++++ SUPPLIED TEXT ++++
Since the start of the events in the Arab World, termed as the so-called “Arab Spring,” Vijay Prashad has been writing about the different countries where people turned against their regimes across the region. He has done so by consistently contextualizing the events, while still providing thorough analyses of local dynamics and histories. In his book--Arab Spring, Libyan Winter-- Prashad discusses the case of Libya, its similarities and differences with other revolutions in the Arab world, and the history of the Libyan regime, as well as the “international” intervention.
Magid Shihade (MS): Were the revolutions in the Arab world sudden events, disconnected from the past?
Vijay Prashad (VP): The revolts in North Africa and West Asia were both sudden and anticipated, although the scale was a surprise. Over the course of the past decade, there has been an escalation of protests in the region – largely around issues of well-being, rising prices and so on. The great demographic shifts (with youth being sixty percent of the population) are compounded by high rates of joblessness. Young people were four times likely to be jobless than others in the region. This was always a combustive situation. The joblessness is not driven by Malthusian pressures – too many people, too few jobs to sustain them. It was rather the result of a tonic of neoliberal domestic policies and by the general second-class status of the Global South as the North constructs international policy to favor the corporations.
++++ RECORD EXTRACTS ++++
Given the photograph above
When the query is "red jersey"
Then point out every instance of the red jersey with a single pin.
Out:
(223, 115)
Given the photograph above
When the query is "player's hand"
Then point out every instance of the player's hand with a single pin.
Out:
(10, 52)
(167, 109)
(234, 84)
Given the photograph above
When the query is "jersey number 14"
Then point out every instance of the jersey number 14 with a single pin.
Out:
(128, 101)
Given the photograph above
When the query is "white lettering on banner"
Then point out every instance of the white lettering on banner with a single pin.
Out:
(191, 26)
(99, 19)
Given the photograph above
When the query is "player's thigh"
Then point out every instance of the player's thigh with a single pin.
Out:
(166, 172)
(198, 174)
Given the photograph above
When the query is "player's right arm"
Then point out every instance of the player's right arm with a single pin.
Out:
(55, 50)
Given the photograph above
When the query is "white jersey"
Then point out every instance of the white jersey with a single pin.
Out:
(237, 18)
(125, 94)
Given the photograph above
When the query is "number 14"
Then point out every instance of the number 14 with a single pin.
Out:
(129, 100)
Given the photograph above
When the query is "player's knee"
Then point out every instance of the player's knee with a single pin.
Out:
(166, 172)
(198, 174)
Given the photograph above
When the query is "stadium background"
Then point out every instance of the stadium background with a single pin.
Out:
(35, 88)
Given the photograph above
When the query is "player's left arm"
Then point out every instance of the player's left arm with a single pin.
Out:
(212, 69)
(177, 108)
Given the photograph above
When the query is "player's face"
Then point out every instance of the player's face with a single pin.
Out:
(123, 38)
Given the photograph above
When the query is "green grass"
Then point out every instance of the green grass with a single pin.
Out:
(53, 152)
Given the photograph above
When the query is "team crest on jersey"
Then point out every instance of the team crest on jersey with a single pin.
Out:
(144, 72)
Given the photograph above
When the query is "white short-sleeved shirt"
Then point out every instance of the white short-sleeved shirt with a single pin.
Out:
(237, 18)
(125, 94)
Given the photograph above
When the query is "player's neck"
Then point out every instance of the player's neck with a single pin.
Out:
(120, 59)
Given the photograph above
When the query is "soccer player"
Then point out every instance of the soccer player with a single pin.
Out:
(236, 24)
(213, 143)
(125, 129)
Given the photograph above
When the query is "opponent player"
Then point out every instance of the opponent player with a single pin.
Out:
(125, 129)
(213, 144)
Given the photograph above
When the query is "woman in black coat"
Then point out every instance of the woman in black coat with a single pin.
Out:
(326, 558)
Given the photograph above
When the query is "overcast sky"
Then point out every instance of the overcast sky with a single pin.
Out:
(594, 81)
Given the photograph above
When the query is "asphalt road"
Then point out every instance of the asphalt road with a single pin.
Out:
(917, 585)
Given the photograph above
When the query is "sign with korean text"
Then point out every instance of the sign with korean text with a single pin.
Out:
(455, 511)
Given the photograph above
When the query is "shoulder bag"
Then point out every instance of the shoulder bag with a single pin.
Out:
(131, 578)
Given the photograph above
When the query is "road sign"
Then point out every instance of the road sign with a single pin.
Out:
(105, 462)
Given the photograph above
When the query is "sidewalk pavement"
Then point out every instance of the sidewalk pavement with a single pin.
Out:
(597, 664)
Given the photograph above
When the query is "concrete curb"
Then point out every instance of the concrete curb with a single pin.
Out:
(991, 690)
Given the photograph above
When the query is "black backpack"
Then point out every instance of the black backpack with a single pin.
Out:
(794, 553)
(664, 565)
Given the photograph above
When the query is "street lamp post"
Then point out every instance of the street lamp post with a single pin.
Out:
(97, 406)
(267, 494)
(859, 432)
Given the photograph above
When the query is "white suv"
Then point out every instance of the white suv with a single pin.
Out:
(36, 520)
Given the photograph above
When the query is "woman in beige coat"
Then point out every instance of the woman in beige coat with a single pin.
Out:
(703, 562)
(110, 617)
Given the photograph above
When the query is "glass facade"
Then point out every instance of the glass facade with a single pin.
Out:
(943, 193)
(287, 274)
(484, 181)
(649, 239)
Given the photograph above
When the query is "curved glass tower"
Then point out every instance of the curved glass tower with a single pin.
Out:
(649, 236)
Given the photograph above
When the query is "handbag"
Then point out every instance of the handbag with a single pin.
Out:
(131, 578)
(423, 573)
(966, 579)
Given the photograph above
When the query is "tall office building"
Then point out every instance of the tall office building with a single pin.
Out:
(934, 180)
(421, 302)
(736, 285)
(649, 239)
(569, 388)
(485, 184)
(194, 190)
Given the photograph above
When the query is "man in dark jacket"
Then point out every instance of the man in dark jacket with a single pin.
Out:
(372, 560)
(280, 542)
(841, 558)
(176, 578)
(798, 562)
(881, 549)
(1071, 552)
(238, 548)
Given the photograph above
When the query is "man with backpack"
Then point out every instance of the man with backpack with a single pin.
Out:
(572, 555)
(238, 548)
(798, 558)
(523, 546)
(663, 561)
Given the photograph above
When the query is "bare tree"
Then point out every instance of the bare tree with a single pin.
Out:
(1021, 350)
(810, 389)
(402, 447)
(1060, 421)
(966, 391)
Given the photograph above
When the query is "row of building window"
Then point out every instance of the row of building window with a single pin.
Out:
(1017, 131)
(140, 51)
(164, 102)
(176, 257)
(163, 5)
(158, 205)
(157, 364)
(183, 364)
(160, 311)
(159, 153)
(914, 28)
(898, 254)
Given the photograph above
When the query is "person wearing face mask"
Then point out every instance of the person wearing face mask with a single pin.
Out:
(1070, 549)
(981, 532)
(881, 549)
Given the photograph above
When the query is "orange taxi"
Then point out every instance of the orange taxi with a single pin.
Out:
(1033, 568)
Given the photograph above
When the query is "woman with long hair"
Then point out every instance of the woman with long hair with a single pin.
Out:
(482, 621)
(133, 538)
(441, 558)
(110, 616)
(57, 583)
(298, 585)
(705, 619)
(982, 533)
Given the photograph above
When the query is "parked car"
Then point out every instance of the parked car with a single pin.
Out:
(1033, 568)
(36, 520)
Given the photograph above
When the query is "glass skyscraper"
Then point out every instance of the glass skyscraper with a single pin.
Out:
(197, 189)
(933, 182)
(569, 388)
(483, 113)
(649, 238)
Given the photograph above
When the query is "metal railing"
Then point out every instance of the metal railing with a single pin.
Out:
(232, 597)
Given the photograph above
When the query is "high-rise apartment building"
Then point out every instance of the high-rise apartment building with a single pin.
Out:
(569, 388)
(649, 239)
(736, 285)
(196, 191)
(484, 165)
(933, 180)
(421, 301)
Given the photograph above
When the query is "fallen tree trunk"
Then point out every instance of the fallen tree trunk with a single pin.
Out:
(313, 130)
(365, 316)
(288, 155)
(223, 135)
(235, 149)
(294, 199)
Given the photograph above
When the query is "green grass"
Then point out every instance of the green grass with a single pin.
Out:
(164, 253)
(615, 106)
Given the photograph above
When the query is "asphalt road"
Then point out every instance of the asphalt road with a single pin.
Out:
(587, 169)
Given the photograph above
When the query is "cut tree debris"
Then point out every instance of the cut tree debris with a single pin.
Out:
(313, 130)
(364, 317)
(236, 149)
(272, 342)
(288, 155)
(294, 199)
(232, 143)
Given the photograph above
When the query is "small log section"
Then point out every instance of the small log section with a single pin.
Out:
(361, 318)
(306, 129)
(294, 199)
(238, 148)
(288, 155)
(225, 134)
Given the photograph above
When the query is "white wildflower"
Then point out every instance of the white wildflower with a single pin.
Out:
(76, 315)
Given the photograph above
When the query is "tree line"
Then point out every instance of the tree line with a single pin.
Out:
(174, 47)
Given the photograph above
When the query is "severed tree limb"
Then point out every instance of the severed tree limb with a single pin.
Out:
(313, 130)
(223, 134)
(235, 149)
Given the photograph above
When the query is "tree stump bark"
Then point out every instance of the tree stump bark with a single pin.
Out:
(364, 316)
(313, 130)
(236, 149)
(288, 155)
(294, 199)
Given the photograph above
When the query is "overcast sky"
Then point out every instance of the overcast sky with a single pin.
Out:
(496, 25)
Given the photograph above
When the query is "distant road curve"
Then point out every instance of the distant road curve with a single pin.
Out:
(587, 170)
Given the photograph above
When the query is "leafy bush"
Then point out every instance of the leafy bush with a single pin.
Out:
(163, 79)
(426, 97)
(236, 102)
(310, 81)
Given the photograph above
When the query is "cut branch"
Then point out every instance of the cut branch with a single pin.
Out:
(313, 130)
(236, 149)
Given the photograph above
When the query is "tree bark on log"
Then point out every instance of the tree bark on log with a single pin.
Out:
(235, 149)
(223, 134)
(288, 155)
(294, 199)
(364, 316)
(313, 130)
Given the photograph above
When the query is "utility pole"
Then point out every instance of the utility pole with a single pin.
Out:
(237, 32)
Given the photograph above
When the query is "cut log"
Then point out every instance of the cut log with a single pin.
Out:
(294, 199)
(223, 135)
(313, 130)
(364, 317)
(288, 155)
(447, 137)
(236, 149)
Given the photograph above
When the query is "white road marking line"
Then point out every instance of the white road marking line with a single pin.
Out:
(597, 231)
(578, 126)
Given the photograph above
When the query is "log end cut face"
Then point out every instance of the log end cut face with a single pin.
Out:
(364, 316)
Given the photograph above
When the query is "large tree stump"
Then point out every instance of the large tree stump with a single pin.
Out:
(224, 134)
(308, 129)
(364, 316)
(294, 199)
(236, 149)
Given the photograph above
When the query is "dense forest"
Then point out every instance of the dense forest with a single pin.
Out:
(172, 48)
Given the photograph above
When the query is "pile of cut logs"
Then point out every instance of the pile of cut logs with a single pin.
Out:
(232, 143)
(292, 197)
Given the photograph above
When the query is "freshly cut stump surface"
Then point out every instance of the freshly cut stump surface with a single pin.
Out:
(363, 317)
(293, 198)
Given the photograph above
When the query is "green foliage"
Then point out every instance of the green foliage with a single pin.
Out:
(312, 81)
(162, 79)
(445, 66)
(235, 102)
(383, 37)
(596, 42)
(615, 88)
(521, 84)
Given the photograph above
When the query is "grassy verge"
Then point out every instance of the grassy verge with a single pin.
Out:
++++
▶ [EXERCISE INSTRUCTIONS]:
**a)** Please list the topics that the interview's introduction says Prashad's book Arab Spring, Libyan Winter discusses.
**b)** Answer these questions from the interview, one line each:
(i) Who puts the question to Vijay Prashad?
(ii) What percentage of the population does Prashad say youth make up?
(iii) What kind of pressures does Prashad say are not driving the joblessness?

▶ [ANSWERS TO THE EXERCISE]:
**a)**
- The case of Libya
- Its similarities and differences with other revolutions in the Arab world
- The history of the Libyan regime
- The "international" intervention

**b)**
(i) Magid Shihade
(ii) Sixty percent
(iii) Malthusian pressures